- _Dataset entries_
◇ ◇ ◇ ◇

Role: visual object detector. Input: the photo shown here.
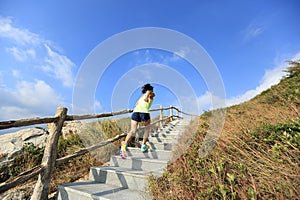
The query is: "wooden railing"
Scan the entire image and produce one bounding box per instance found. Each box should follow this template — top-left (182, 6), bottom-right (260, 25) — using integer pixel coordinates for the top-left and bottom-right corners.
top-left (0, 105), bottom-right (189, 199)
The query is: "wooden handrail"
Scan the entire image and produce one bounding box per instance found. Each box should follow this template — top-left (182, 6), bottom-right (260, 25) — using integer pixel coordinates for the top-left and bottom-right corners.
top-left (0, 133), bottom-right (128, 194)
top-left (65, 109), bottom-right (133, 121)
top-left (0, 117), bottom-right (59, 130)
top-left (0, 165), bottom-right (44, 193)
top-left (0, 106), bottom-right (185, 130)
top-left (171, 106), bottom-right (198, 117)
top-left (0, 116), bottom-right (172, 193)
top-left (0, 105), bottom-right (196, 198)
top-left (31, 107), bottom-right (67, 199)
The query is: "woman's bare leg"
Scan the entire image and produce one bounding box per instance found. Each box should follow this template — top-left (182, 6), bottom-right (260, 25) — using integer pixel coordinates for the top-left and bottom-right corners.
top-left (142, 119), bottom-right (151, 145)
top-left (124, 120), bottom-right (139, 144)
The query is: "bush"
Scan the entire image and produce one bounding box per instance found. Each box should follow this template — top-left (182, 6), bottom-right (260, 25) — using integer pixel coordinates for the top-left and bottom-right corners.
top-left (7, 143), bottom-right (45, 178)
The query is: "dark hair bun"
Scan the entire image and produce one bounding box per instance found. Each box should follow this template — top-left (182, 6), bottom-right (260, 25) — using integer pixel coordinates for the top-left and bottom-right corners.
top-left (142, 83), bottom-right (153, 94)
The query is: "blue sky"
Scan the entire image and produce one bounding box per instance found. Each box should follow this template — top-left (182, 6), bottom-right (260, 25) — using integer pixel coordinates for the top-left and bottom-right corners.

◇ ◇ ◇ ◇

- _Work to be completed_
I'd like the entries above repeated exactly, but without any of their pictures.

- _Written solution_
Role: visual object detector. Input: the photo shown here.
The query is: "wooden railing"
Scan the entire image and produce one bounding box per instance found. Each box should follow this template — top-left (182, 6), bottom-right (260, 25) — using integer pixel coordinates for the top-left and bottom-right corners.
top-left (0, 105), bottom-right (189, 199)
The query is: "wooden handrail"
Scan the entire image and produce one bounding box per instance found. Each box should follow this template — top-left (182, 6), bottom-right (260, 25) — using integer pixel coordinates for the top-left and bottom-right corners.
top-left (0, 133), bottom-right (128, 194)
top-left (65, 109), bottom-right (133, 121)
top-left (0, 117), bottom-right (59, 130)
top-left (0, 165), bottom-right (44, 193)
top-left (0, 106), bottom-right (185, 130)
top-left (171, 106), bottom-right (198, 117)
top-left (0, 116), bottom-right (172, 193)
top-left (0, 105), bottom-right (196, 198)
top-left (31, 107), bottom-right (67, 199)
The query is: "woman's bare leg"
Scan the entire image and produce one bounding box per instance found. Each box should follow this template — top-left (182, 6), bottom-right (260, 25) — using integer pixel coordinates for the top-left and bottom-right corners.
top-left (142, 119), bottom-right (151, 145)
top-left (124, 120), bottom-right (139, 144)
The query is: "bush"
Scan the entire image and produce one bounding box per instance found. Each box should follow this template — top-left (182, 6), bottom-right (260, 25) — using integer pixel coordinates for the top-left and bottom-right corners.
top-left (7, 143), bottom-right (45, 178)
The query is: "dark hair bun"
Scan the entire image and produce one bounding box per instance found. Each box should follow this template — top-left (182, 6), bottom-right (260, 25) — using integer pixel coordinates for the top-left and bottom-right corners.
top-left (142, 83), bottom-right (153, 94)
The query is: "blue sky"
Scan the entire image and produce one bounding box per instance found. Each box should follow this template — top-left (182, 6), bottom-right (260, 25) — using integer pixel coordinates for the top-left and bottom-right corners.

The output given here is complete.